[VORLIEGENDER TEXT]
Ein Medtech-Hoffnungsträger aus München
Grosse Hoffnungen setzen Investmentbanker auf das Münchner Medtech-Unternehmen Brainlab. Finanzkreisen zufolge hat Brainlab Banken zum Pitch eingeladen, das IPO könnte im Laufe des Jahres starten. Der Hersteller von Hard- und Software für bildgestützte Chirurgie, OP-Integration und Radiochirurgie mit 2400 Mitarbeitern wächst kräftig: Im vergangenen Jahrzehnt wurde der Umsatz auf 429 Mio. € im Geschäftsjahr 2022/23 (30. September) verdoppelt. Das Ebitda bezifferte Brainlab im Konzernabschluss 2022/23 mit 62 Mio. €, das Betriebsergebnis mit 13 Mio. €.
Der Selfmade-Unternehmer Stefan Vilsmeier gründete Brainlab 1989 im Keller seines Elternhauses und bedient mit seinen Systemen mittlerweile 6700 Krankenhäuser in 127 Ländern weltweit. Sein erster Anlauf 2001 an die Börse wurde wegen des damaligen Crashes am Neuen Markt in letzter Minute abgesagt.

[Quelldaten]
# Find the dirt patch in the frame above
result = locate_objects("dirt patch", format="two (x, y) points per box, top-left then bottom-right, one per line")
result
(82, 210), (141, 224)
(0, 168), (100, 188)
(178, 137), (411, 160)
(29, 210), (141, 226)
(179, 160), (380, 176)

[AUFGABEN]
1. In welchem Jahr hat Stefan Vilsmeier Brainlab laut dem Text über Brainlab gegründet?
2. Schreibe den Text über Brainlab im Anschluss an seinen letzten Satz weiter.
Das Material stammt aus einer anderen Quelle.

[ERGEBNISSE JE AUFGABE]
1. 1989.

2.
Seither hat der 57-Jährige, der nach wie vor etwa die Hälfte der Anteile hält, immer wieder ein IPO in Aussicht gestellt. Letztlich finanzierte er das Wachstum stets auf anderen Wegen: Erst holte er Gesellschafter wie Johnson & Johnson, Intel und Varian mit kleinen Anteilen im einstelligen Prozentbereich an Bord. Seit 2018 ist mit EMH Partners erstmals eine Private-Equity-Firma mit einer «zweistelligen Minderheitsbeteiligung» investiert. Seine Firma zu verkaufen, lehnte Vilsmeier stets ab; er wollte das Sagen haben.
Anfang 2025 leitete er eine neue Phase ein: Nach 35 Jahren trat er von der Brainlab-Spitze ab und übernahm den Aufsichtsratsvorsitz. Zugleich wurde der Brainlab-Vorstand unter anderem um einen Finanzchef erweitert. Die Governance scheint also vorbereitet auf ein IPO. Ob sich Vilsmeier wirklich dazu entschliesst, bleibt aber spannend.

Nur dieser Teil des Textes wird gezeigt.